*TASK SET*:
• a. Please summarize the chest injury abstract below in two sentences.
• b. In the chest injury abstract below, what was used to assess vehicle damage?

A predictive model to analyze the factors affecting the presence of serious chest injury in the occupants on motor vehicle crashes: Logistic regression approach.

Objective: Chest injuries that occur in motor vehicle crashes (MVCs) include rib fractures, pneumothorax, hemothorax, and hemothorax depending on the injury mechanism. Many risk factors are associated with serious chest injuries from MVCs. The Korean In-Depth Accident Study database was analyzed to identify risk factors associated with motor vehicle occupants' serious chest injury.

Methods: Among 3,697 patients who visited the emergency room in regional emergency medical centers after MVCs between 2011 and 2018, we analyzed data from 1,226 patients with chest injuries. Vehicle damage was assessed using the Collision Deformation Classification (CDC) code and images of the damaged vehicle, and trauma scores were used to determine injury severity. Serious chest injury was defined as an Abbreviated Injury Scale (AIS) score for the chest code was more than 3. The patients were divided into two groups: serious chest injury patients with MAIS ≥ 3 and those with non-serious chest injury with MAIS < 3. A predictive model to analyze the factors affecting the presence of serious chest injury in the occupants on MVCs was constructed by a logistic regression analysis.

*RECORDED INFORMATION*:
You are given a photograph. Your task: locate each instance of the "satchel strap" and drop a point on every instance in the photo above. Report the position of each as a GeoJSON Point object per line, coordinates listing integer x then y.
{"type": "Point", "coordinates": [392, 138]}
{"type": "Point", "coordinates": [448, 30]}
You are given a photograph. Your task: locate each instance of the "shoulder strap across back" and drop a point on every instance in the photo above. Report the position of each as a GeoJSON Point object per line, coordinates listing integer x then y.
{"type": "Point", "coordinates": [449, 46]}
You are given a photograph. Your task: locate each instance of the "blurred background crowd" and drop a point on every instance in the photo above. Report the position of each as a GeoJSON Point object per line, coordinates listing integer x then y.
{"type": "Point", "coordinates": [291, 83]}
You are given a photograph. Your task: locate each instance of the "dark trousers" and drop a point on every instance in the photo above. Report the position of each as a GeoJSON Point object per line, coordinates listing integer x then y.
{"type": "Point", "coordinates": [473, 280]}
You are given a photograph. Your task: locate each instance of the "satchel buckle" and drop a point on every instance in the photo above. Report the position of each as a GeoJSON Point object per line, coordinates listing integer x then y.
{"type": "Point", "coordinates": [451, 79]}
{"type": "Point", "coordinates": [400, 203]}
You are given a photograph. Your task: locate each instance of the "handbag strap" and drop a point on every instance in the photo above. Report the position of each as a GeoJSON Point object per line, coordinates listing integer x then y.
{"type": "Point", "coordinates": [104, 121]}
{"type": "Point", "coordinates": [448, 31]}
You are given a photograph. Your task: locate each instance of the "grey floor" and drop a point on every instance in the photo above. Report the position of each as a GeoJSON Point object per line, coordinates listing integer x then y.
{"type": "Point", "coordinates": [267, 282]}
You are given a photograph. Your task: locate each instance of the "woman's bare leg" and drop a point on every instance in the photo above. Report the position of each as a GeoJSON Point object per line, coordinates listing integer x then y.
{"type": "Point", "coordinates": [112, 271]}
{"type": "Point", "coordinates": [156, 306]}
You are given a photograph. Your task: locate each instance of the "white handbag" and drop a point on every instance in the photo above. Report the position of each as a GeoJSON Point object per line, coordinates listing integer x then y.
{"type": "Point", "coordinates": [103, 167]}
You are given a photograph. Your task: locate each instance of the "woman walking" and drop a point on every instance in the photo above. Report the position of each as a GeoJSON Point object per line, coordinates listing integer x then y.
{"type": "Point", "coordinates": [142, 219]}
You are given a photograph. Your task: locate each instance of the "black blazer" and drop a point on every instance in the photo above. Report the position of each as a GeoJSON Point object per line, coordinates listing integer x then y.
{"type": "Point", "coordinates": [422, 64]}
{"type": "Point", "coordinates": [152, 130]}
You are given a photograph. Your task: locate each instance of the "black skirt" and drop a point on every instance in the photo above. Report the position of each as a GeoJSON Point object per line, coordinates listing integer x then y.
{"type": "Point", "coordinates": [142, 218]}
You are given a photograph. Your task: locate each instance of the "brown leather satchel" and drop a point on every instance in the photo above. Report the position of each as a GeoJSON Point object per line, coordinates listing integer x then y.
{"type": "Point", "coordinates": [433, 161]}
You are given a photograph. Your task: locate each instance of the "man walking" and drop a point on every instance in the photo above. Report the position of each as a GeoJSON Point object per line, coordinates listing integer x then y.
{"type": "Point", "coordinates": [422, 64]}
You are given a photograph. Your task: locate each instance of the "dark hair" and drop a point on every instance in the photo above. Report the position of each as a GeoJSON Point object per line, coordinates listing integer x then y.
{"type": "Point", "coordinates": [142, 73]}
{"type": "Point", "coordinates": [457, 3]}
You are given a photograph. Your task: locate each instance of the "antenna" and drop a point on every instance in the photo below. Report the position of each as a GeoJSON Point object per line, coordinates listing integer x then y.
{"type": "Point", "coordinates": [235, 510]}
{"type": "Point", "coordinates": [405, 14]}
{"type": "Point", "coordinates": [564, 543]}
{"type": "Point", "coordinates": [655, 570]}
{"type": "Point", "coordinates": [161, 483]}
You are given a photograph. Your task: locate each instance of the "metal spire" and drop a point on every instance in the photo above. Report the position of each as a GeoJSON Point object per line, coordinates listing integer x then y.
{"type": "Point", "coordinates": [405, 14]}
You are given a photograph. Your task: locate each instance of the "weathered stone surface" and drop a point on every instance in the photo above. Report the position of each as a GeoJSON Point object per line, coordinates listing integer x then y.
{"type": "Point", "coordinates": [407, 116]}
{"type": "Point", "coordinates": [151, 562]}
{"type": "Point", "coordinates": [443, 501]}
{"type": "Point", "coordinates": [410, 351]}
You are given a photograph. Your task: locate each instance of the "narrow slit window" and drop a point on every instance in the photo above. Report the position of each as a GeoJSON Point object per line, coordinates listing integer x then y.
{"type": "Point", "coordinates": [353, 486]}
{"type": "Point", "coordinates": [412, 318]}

*SOLUTIONS BELOW*:
• a. The Korean In-Depth Accident Study database was analyzed to identify risk factors for serious chest injury among motor vehicle occupants. Of 3,697 patients seen in regional emergency rooms after crashes between 2011 and 2018, data from 1,226 with chest injuries were analyzed, and logistic regression was used to build a predictive model of the factors affecting serious chest injury.

• b. The Collision Deformation Classification (CDC) code and images of the damaged vehicle.